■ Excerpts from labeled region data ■
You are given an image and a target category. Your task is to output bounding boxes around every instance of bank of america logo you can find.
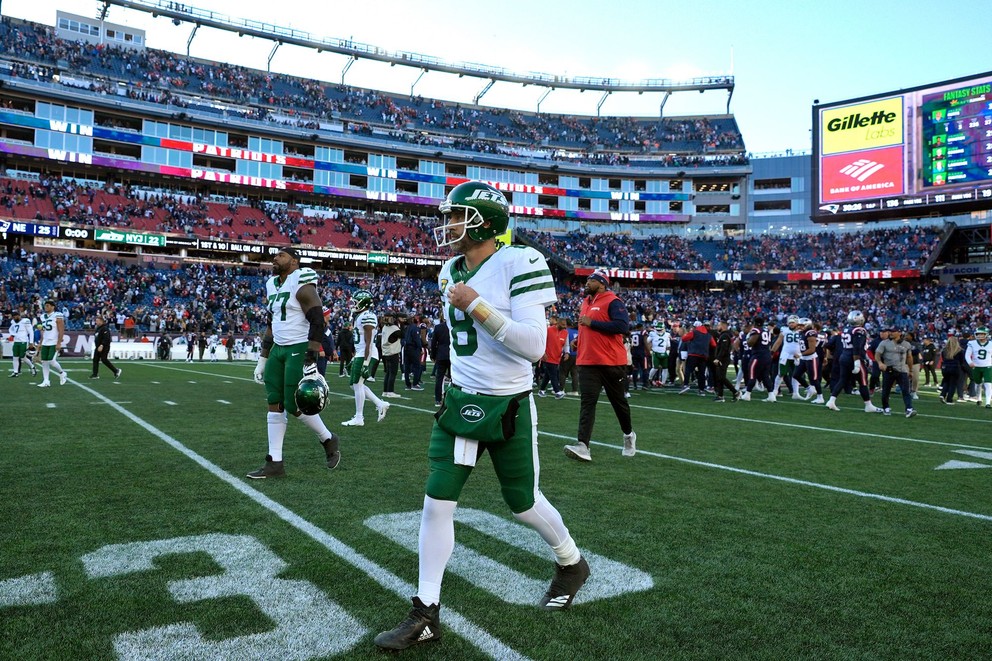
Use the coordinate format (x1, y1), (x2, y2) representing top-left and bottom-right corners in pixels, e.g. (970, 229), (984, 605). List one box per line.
(840, 158), (885, 181)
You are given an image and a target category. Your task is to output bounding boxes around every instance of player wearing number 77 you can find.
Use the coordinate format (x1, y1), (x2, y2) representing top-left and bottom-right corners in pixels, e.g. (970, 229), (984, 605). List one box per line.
(248, 248), (341, 480)
(375, 181), (589, 650)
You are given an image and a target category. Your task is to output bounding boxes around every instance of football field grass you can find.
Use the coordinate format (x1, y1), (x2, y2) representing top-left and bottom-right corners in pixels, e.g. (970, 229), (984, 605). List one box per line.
(0, 361), (992, 660)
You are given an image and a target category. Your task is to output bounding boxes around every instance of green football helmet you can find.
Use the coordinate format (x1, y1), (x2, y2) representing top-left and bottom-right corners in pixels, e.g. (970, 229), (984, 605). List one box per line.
(351, 289), (375, 312)
(294, 374), (331, 415)
(434, 181), (510, 247)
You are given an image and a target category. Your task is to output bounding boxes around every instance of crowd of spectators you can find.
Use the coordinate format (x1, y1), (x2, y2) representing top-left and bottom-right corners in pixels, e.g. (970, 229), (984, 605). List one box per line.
(0, 17), (747, 167)
(7, 174), (942, 271)
(0, 249), (992, 337)
(518, 226), (942, 271)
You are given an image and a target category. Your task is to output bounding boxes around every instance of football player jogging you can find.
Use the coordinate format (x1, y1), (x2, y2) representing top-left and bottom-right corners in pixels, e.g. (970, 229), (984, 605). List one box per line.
(375, 181), (589, 650)
(648, 321), (672, 387)
(827, 310), (882, 413)
(38, 300), (69, 388)
(248, 248), (341, 480)
(772, 314), (803, 401)
(792, 317), (823, 404)
(740, 317), (775, 402)
(341, 289), (389, 427)
(10, 310), (37, 377)
(964, 326), (992, 409)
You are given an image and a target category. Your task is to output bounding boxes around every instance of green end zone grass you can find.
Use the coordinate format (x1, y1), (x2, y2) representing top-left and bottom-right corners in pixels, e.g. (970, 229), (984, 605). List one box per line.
(0, 361), (992, 660)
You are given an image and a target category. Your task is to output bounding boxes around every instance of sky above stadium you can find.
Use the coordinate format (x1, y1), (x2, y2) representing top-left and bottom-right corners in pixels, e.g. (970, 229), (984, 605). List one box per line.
(2, 0), (992, 153)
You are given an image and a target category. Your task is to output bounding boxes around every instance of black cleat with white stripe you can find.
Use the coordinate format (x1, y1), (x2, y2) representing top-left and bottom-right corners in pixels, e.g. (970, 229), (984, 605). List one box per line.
(541, 558), (590, 610)
(375, 597), (441, 650)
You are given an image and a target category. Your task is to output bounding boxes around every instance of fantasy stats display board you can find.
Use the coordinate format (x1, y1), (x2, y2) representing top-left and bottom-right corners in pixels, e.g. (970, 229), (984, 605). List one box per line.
(812, 72), (992, 222)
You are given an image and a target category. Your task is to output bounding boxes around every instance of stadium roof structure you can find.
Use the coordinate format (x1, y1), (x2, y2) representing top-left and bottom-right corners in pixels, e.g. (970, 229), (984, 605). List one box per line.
(98, 0), (734, 115)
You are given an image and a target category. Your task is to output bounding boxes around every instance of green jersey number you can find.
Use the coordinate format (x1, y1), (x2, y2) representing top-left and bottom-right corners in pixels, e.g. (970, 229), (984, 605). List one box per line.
(269, 291), (289, 321)
(448, 305), (479, 356)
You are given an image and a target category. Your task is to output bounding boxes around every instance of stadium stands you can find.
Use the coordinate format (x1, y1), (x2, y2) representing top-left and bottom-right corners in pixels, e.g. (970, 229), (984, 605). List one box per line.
(521, 226), (942, 271)
(0, 251), (992, 336)
(0, 17), (747, 167)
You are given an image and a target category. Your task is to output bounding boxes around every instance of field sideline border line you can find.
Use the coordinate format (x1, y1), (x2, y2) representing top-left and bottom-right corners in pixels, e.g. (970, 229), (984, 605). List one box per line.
(69, 372), (527, 660)
(541, 432), (992, 521)
(138, 365), (992, 451)
(134, 365), (992, 521)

■ Problem ■
Copy every line of the data above word for word, leaving out the pictures.

■ Result ■
You are given an image and a target category. Your task is to output bounding boxes around every instance of bank of america logo you can find.
Use the coordinate format (x1, y1), (x2, y2) representing top-left and bottom-right corners in pixels, e.g. (970, 229), (984, 605). List one box per line.
(840, 158), (885, 181)
You are given an image and a target category. Your task is to output bounding boxes around every instance of player wearing number 77 you can find.
Use the coordinate format (x1, y1), (x2, y2) representing top-left and bottom-right corners in pixels, e.g. (970, 229), (984, 605). List one box per line.
(248, 248), (341, 480)
(375, 181), (589, 650)
You are given an image and a target category. Your task is to output bounding boxes around every instance of football field grass you can find.
Use the coordinate format (x1, y1), (x2, y2) representing top-left and bottom-right corners in pixels, e.g. (970, 229), (984, 605). List one box per line.
(0, 361), (992, 660)
You are given an image and a target category. Your task is to output bounding boxes around every instance of green football helmet you can find.
Use the coordinate format (x1, y1), (x2, y2) representing top-left and bottom-right corners in pixels, e.g. (970, 229), (984, 605). List one box per line.
(351, 289), (375, 312)
(294, 374), (331, 415)
(434, 181), (510, 247)
You are given an image and a target category. Your task is to output bounding boxes around every instance of crowd of spectators you can find.
Use the coordinate format (x1, y1), (x2, y2) representing top-left and bottom-right corners in pixels, e.g. (970, 229), (984, 605). List one box per line.
(0, 17), (747, 167)
(7, 174), (942, 271)
(0, 249), (992, 337)
(518, 226), (942, 271)
You are given an image and a target category. Your task is to output bounding boxes around every instance of football player jogging you can find.
Use the coordinate format (x1, y1), (x2, y2) representing top-left and bottom-right corners in pixels, e.g. (970, 229), (984, 605). List one box per line.
(375, 181), (589, 650)
(648, 321), (672, 387)
(827, 310), (882, 413)
(38, 300), (69, 388)
(248, 248), (341, 480)
(772, 314), (803, 401)
(792, 317), (823, 404)
(740, 317), (775, 402)
(341, 289), (389, 427)
(10, 310), (37, 377)
(964, 326), (992, 409)
You are given an image and a target category. Your task is to output bounding boxes around every instance of green end zone grass you can find.
Use the coordinate format (x1, y1), (x2, y2) representing top-left and bottom-right corners in pixels, e.g. (970, 229), (984, 605). List one box per line.
(0, 361), (992, 660)
You are given an image and a target category. Your task is to output bounding boxes around every instance of sky above stadium you can find.
Use the coordinate format (x1, y1), (x2, y2) representing top-left and bottom-right corners in pixels, e.g. (970, 229), (984, 605). List one box per line.
(2, 0), (992, 153)
You are given an image and a target category. Your task is to output bounding boxes around every instance of black cleat with white stripe you can find.
Use the coordinate format (x1, y1), (x2, y2) representing top-left and bottom-right corners in pixels, e.g. (970, 229), (984, 605). List one box per line.
(541, 558), (590, 610)
(375, 597), (441, 650)
You are given an image and a target category. Your task is to output bounding boxes around every instance of fantasy stats display board you can find.
Use the coordinate format (x1, y1), (x2, y2) representing top-left and bottom-right corners in pixels, e.g. (970, 229), (984, 605). List one box per line.
(812, 72), (992, 222)
You are given an image and a target category. Your task is to output bounding boxes around every instance of stadium roof structure you can find.
Use the coordinate format (x1, y1), (x2, y2) representing top-left and bottom-right corners in pixels, e.g. (970, 229), (984, 605). List one box per line.
(98, 0), (734, 115)
You are given an image and a target category. Your task is to output bounding boxes around every instance of green jersey number you can find.
Use the coordinate format (x1, y1), (x2, y2) representing top-left and bottom-right corners in pixels, e.g. (970, 229), (984, 605). List one box per line.
(269, 291), (289, 321)
(448, 305), (479, 356)
You are given an image and a target category. Your task is to output bounding boxes around every instance of stadium stands you can find.
Use the coordinate format (x1, y1), (x2, y2) representing top-left and bottom-right corners in pixels, e.g. (970, 229), (984, 605). List one box per line.
(521, 226), (942, 271)
(0, 251), (992, 336)
(0, 17), (747, 167)
You are given an image and a target category. Your task is to output bounding boxes around every instance of field sideline border line you can find.
Use the coordinate format (x1, y1), (x2, y2) representing top-left and bottom-right corners in pixels, e.g. (970, 229), (984, 605). List one box per line.
(69, 372), (527, 660)
(541, 432), (992, 521)
(138, 365), (992, 451)
(134, 365), (992, 521)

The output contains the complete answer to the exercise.